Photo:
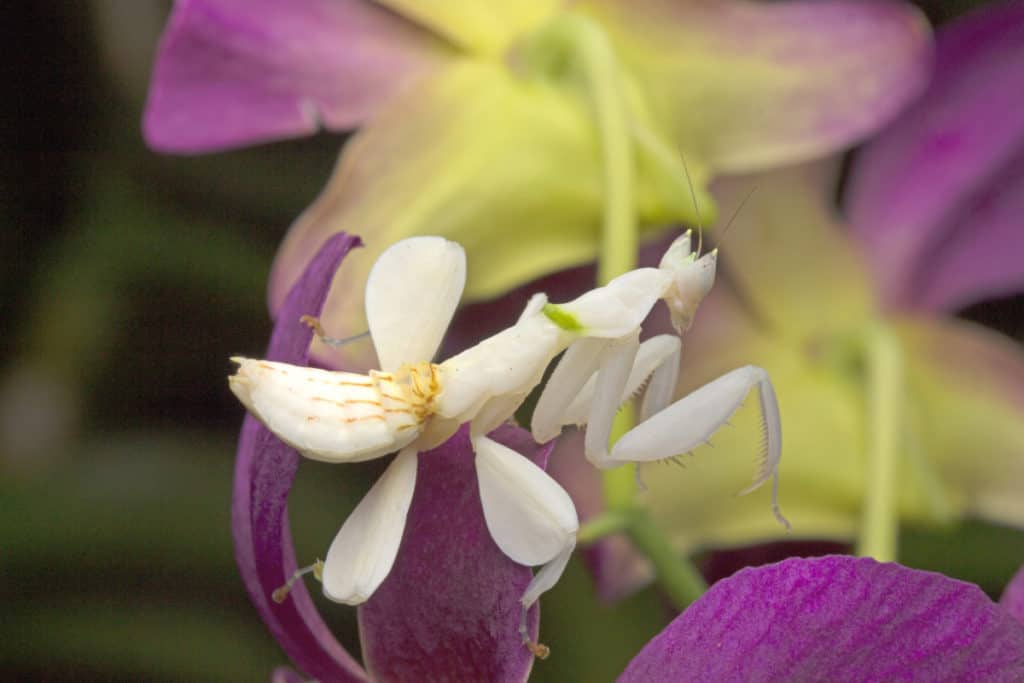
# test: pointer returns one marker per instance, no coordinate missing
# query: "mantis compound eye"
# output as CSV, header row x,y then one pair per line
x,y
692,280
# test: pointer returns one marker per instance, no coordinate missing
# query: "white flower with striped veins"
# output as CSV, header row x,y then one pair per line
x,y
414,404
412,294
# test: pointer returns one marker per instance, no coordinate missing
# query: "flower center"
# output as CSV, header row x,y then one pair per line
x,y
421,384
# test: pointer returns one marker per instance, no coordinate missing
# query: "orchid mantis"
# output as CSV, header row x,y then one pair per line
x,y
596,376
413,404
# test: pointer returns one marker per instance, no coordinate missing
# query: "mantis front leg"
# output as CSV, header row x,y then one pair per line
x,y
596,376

◇ ◇ ◇ ◇

▸ **Exercise description**:
Rewrite all of the data above with every instance of "flower" changed to "blossom" and everything else left unchanged. Omit the pictures from your answer.

▸ **Solution to this problem**:
Photo:
# test: pointer returns one marker per instance, no coordinate missing
# query: "mantis compound eye"
# output as CSV, header row x,y then one pair per line
x,y
692,280
# test: pointer returns one marker per instance, no coordinate missing
# query: "white blossom with striped veins"
# output as CSV, header row x,y then one pair per line
x,y
414,404
412,294
# test: pointer returns one marker per instance, no coordinate missing
# query: "blossom center"
# output as CSV, header row x,y then one pair per line
x,y
421,384
# test: pointer returns one marker per instance, no coordinate missing
# query: "orchid mantis"
# output as CSV, header row x,y then one pair per line
x,y
596,376
413,404
# test: pointer returns one marker per instance, no coordinate missing
# query: "mantis front leg"
# output as CSV, header row x,y then one pair per line
x,y
596,376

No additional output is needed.